··· Text for analysis
The Office of Inspector General within the Michigan Department of Health and Human Services launched the Clare health park investigation in 2023 but handed it over to Attorney General Dana Nessel’s office that December.

Demasi has “provided a great deal of assistance, valuable information, and documentation” to investigators, OIG investigator Shawn Ellis wrote in a March letter to the U.S. Attorney’s Office made public by Demasi’s attorney. 

While his office was no longer leading the probe, Ellis wrote that Demasi has "continued to cooperate with ... additional law enforcement agents to facilitate the ongoing investigation."

A spokesperson for the attorney general's office confirmed Demasi's cooperation, telling Bridge Michigan on Friday that his assistance has been "helpful" to the probe. 

The court documents are the first evidence that one of the two central players in the Clare health park project has been cooperating with investigators since Bridge first reported state officials had shut down the grant and launched a probe in May 2023.

Sponsor

As Bridge reported, state officials had not vetted Coker or Demasi before awarding the grant, and some state officials had difficulty figuring out who was supposed to get the money because the legislation — like many pork-barrel grants — was vague.

A lobbyist eventually told workers at the state health department that Coker’s nonprofit was the intended recipient. It was awarded after a state staffer told colleagues that the “grantee is both well connected politically and a bit antsy…”

The state health department sent Coker’s nonprofit $10 million before halting the grant. 

Demasi, a longtime friend of Coker’s, had provided consulting services for the so-called Complete Health Park and was scheduled to get hundreds of thousands of dollars from the project. 

He later sued Coker, alleging Coker failed to pay him and conspired with Wentworth to profit from the project, which included a $3 million land purchase from a family business of current state Rep. Tom Kunse, R-Clare.
······
··· Data for review
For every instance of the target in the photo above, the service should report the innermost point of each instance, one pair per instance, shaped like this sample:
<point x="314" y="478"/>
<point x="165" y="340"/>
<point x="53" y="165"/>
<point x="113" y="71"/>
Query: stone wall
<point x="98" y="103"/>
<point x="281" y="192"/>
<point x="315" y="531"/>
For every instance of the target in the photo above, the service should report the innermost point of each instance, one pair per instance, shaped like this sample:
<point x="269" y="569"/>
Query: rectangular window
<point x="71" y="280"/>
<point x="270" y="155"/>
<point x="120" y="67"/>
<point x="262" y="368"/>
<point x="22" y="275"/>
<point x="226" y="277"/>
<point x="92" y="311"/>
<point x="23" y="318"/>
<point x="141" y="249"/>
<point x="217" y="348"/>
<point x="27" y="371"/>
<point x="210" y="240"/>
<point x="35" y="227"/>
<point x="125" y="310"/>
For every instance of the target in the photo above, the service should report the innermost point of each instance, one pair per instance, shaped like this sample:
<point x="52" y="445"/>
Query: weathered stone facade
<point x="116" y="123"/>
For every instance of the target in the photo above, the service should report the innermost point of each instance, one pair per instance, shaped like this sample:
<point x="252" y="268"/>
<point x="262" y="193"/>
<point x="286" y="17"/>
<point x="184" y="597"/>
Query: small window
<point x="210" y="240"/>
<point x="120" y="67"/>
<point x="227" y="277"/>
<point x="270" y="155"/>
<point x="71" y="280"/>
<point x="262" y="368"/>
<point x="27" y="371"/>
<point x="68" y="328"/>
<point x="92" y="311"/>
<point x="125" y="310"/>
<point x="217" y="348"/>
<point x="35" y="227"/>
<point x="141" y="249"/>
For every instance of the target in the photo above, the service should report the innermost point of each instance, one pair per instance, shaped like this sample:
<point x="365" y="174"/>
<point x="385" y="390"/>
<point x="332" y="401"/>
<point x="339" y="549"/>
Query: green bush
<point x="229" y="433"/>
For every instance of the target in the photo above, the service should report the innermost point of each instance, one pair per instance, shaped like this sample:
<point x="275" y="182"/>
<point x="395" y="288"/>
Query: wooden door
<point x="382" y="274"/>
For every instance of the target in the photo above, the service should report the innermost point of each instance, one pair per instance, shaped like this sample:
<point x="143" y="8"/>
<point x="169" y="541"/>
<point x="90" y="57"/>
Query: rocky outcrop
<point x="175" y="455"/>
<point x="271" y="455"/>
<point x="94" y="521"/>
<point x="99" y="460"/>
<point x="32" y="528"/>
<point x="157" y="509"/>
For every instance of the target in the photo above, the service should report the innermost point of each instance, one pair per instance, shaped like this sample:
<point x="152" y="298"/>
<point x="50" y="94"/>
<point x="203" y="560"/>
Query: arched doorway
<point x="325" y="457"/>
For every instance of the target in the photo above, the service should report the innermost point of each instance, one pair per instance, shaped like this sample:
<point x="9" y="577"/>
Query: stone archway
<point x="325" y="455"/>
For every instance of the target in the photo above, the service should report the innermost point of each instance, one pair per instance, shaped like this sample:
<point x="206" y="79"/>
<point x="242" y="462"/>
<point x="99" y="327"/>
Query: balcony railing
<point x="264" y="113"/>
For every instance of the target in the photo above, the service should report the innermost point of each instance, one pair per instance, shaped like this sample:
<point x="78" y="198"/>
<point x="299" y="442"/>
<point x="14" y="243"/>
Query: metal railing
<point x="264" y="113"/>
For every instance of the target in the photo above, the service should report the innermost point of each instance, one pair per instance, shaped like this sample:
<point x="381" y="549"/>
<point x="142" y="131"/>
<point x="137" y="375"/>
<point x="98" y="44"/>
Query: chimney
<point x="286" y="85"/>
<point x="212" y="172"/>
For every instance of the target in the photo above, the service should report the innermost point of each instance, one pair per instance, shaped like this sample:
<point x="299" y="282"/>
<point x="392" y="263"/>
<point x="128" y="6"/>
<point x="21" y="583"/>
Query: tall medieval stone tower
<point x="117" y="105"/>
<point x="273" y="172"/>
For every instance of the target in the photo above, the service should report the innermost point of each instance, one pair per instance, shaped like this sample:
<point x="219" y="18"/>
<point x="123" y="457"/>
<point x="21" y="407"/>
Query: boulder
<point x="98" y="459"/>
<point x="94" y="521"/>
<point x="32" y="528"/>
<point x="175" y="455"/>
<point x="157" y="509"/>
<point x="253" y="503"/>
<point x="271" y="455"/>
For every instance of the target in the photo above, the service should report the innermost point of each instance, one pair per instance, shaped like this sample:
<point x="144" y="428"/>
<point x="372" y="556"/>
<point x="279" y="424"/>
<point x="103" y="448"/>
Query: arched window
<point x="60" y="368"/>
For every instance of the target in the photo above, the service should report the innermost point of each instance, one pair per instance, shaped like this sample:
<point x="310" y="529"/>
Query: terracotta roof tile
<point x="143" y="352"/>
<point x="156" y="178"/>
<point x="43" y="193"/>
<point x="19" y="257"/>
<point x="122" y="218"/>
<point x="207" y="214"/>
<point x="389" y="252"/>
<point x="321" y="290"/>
······
## Task prompt
Can you copy the text about the Clare health park investigation from "The state health department sent" up to and including "Tom Kunse, R-Clare.", substituting "advisory services" for "consulting services"?

## Finished exercise
The state health department sent Coker’s nonprofit $10 million before halting the grant. 

Demasi, a longtime friend of Coker’s, had provided advisory services for the so-called Complete Health Park and was scheduled to get hundreds of thousands of dollars from the project. 

He later sued Coker, alleging Coker failed to pay him and conspired with Wentworth to profit from the project, which included a $3 million land purchase from a family business of current state Rep. Tom Kunse, R-Clare.